§ **MATERIAL SHOWN**:
==*==
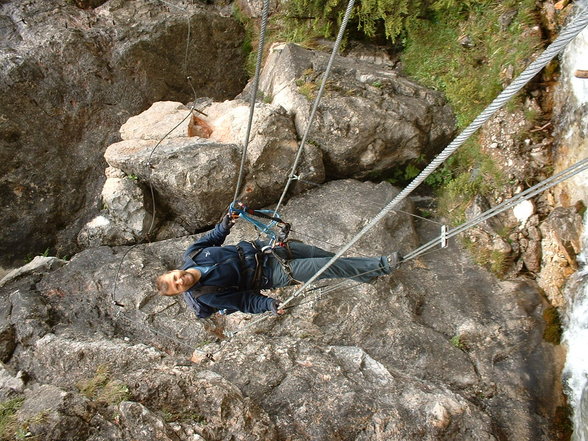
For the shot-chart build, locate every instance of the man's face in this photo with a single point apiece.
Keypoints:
(178, 281)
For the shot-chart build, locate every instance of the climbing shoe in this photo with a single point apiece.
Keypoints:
(395, 260)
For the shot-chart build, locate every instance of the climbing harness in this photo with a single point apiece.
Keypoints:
(276, 238)
(570, 32)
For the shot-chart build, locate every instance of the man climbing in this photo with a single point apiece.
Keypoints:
(216, 278)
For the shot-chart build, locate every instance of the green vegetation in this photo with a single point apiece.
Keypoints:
(469, 49)
(466, 49)
(9, 426)
(102, 389)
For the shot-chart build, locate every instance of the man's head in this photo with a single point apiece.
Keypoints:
(176, 281)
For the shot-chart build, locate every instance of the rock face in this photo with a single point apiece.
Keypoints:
(194, 176)
(69, 78)
(437, 350)
(370, 118)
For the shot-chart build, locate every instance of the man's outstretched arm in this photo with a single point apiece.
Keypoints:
(215, 237)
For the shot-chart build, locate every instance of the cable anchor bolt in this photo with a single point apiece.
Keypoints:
(443, 236)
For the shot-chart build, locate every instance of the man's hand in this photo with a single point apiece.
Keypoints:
(275, 305)
(228, 221)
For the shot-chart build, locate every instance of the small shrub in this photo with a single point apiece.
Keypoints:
(102, 389)
(8, 423)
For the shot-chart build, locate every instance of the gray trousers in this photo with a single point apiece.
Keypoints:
(304, 261)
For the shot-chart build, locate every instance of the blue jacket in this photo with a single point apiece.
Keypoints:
(234, 293)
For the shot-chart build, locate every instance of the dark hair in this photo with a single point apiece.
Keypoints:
(161, 285)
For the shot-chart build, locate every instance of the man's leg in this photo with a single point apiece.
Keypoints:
(300, 250)
(361, 269)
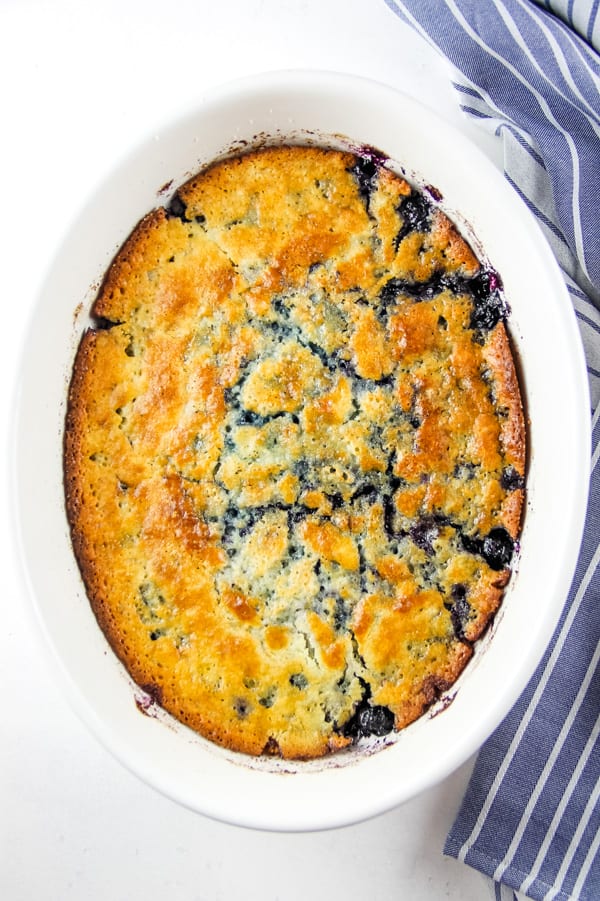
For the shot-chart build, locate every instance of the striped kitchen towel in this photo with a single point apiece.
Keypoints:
(530, 72)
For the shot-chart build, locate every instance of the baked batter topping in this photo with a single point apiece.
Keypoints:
(295, 451)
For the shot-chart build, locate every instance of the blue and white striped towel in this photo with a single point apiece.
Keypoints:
(530, 71)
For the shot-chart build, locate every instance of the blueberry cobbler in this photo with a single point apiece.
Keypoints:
(295, 452)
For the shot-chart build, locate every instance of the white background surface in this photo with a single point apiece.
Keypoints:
(80, 84)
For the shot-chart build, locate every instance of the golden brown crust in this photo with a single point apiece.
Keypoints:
(295, 453)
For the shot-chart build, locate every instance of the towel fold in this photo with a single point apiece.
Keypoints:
(530, 71)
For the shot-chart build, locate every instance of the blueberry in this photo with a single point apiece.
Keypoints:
(341, 615)
(415, 211)
(489, 304)
(369, 720)
(365, 172)
(389, 516)
(460, 610)
(424, 533)
(177, 209)
(498, 548)
(365, 490)
(511, 480)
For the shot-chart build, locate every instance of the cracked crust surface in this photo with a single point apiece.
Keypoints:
(295, 452)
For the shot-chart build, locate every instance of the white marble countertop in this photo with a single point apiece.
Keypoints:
(81, 83)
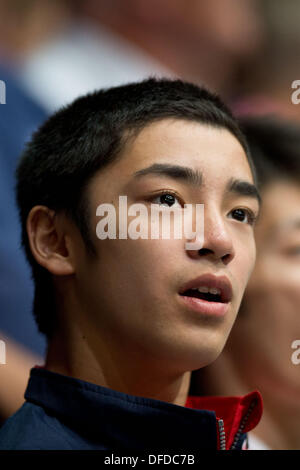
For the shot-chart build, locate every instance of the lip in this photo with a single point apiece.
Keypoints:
(204, 306)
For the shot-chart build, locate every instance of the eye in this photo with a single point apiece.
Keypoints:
(166, 199)
(245, 216)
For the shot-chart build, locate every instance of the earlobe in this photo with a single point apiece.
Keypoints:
(47, 240)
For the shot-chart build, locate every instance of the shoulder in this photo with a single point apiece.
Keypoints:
(31, 428)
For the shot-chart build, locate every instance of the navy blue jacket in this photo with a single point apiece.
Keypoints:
(66, 413)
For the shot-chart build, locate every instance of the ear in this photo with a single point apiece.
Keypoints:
(50, 242)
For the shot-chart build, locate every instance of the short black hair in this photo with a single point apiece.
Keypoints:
(274, 144)
(86, 136)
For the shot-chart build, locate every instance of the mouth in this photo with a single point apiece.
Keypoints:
(208, 294)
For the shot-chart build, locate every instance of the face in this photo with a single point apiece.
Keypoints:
(130, 291)
(269, 320)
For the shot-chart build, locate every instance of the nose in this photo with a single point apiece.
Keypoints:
(217, 243)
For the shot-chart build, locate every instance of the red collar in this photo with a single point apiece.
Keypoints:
(244, 411)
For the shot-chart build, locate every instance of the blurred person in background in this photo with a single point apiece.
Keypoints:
(19, 117)
(259, 350)
(267, 76)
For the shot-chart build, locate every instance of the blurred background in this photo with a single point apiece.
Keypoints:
(52, 51)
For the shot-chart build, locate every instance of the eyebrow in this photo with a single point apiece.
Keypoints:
(195, 177)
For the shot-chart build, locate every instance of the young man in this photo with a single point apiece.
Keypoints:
(127, 319)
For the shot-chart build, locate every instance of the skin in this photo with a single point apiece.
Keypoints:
(269, 323)
(120, 311)
(14, 375)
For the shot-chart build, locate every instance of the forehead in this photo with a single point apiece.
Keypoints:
(213, 151)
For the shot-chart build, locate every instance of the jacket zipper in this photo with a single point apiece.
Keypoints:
(242, 425)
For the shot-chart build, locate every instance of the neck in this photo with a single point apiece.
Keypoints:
(85, 356)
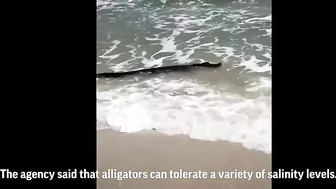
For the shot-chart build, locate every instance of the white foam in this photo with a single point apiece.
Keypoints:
(171, 108)
(185, 106)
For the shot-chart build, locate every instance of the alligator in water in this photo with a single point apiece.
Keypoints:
(158, 69)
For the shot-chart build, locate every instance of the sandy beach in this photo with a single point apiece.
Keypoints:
(150, 151)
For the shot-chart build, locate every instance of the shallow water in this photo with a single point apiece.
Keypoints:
(231, 103)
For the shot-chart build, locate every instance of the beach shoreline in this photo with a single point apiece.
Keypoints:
(151, 151)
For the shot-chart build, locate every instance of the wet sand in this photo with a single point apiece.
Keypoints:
(151, 151)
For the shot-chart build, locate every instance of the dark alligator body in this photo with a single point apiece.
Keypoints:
(158, 70)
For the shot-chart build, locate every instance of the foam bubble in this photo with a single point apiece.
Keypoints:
(187, 107)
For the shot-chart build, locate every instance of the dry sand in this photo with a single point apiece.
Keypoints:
(151, 151)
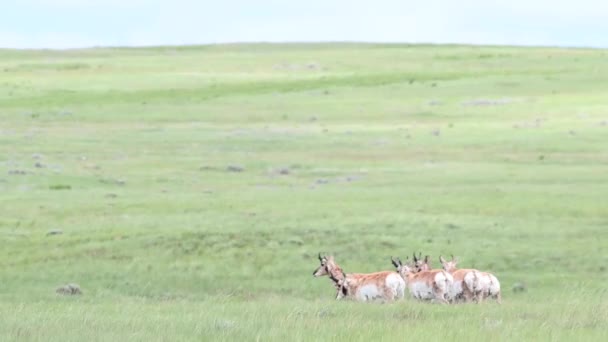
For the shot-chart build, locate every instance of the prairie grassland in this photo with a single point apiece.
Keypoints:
(193, 187)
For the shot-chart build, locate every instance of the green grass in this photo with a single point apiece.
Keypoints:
(495, 154)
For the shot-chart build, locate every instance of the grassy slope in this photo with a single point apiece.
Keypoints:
(495, 154)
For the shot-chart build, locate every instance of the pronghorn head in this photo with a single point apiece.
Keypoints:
(328, 266)
(403, 269)
(448, 266)
(421, 264)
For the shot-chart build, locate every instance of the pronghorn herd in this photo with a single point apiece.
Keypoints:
(446, 285)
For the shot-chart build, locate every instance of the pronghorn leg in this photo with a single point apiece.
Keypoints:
(468, 295)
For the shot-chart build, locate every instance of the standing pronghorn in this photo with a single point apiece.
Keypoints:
(425, 285)
(387, 285)
(471, 284)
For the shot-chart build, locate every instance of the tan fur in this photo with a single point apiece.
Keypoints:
(349, 284)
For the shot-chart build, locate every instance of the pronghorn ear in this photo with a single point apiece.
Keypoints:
(396, 263)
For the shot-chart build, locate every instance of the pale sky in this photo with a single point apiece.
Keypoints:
(85, 23)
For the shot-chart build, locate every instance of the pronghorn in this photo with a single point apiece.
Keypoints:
(425, 285)
(387, 285)
(471, 284)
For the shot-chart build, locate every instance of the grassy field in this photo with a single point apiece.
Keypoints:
(194, 186)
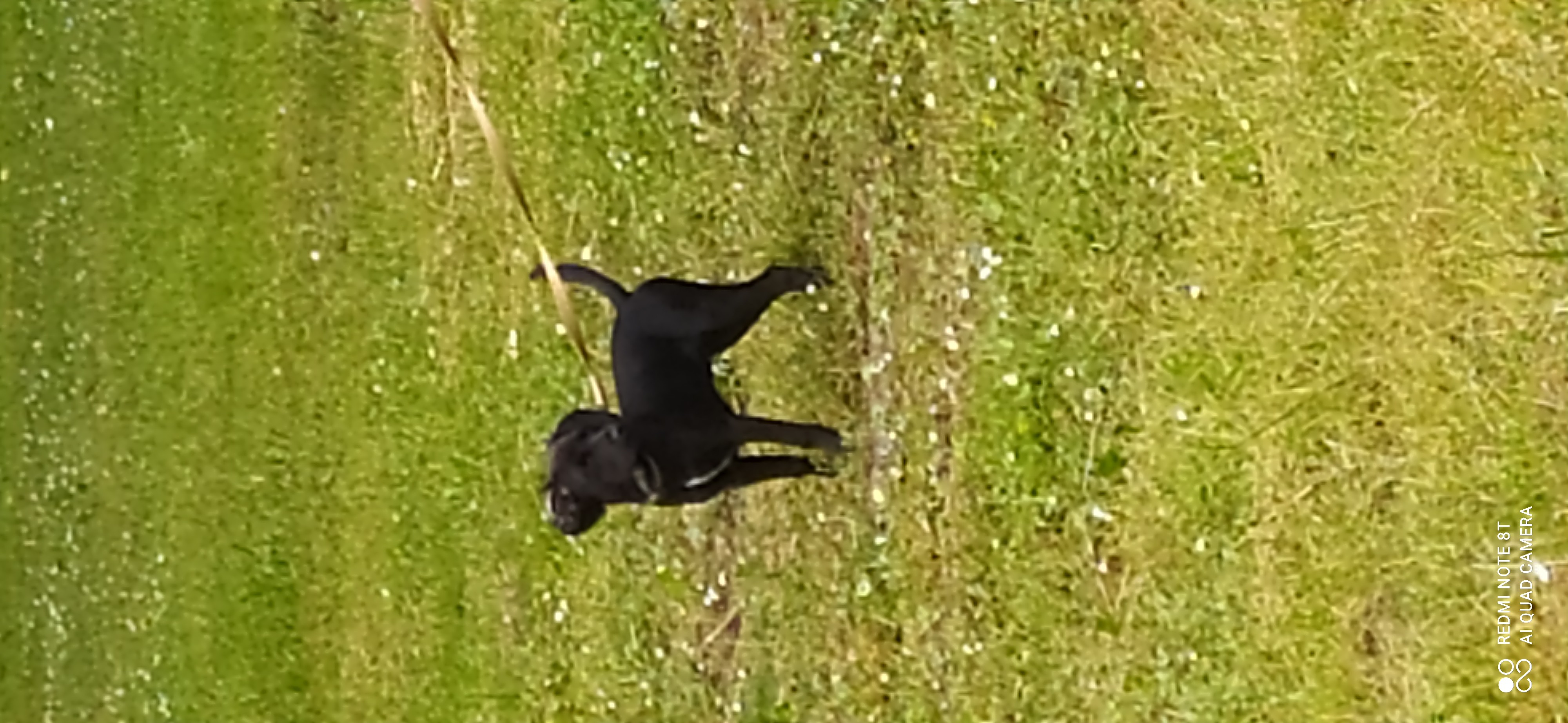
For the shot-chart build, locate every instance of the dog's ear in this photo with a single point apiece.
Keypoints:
(570, 514)
(586, 423)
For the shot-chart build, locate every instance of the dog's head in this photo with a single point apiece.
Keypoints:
(587, 452)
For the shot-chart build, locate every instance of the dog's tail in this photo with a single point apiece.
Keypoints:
(575, 274)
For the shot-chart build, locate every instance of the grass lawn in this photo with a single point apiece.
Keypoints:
(1192, 354)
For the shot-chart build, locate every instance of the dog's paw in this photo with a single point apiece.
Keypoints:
(829, 440)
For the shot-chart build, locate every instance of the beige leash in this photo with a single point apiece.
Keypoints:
(564, 303)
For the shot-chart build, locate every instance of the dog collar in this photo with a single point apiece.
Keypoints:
(708, 478)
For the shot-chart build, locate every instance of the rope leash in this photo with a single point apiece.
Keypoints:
(498, 150)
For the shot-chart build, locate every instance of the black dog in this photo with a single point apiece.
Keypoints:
(677, 441)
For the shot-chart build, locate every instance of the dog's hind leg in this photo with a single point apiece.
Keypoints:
(744, 471)
(716, 314)
(791, 434)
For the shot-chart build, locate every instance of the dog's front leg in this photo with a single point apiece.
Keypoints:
(791, 434)
(744, 471)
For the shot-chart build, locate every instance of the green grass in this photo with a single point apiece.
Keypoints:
(1192, 354)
==*==
§ **TASK PROMPT**:
Write out, word for word, the part of the listing that opens with the line containing "the dog's front" and closes with the listing's final line.

§ **TASK SOLUTION**:
For the shot-chart build, locate every instance of the dog's front leg in this photo with a single point apiece.
Keypoints:
(791, 434)
(744, 471)
For the shot-chart build, locate every instance of the green grass in this photo with a single point apiece.
Keypoints:
(1192, 354)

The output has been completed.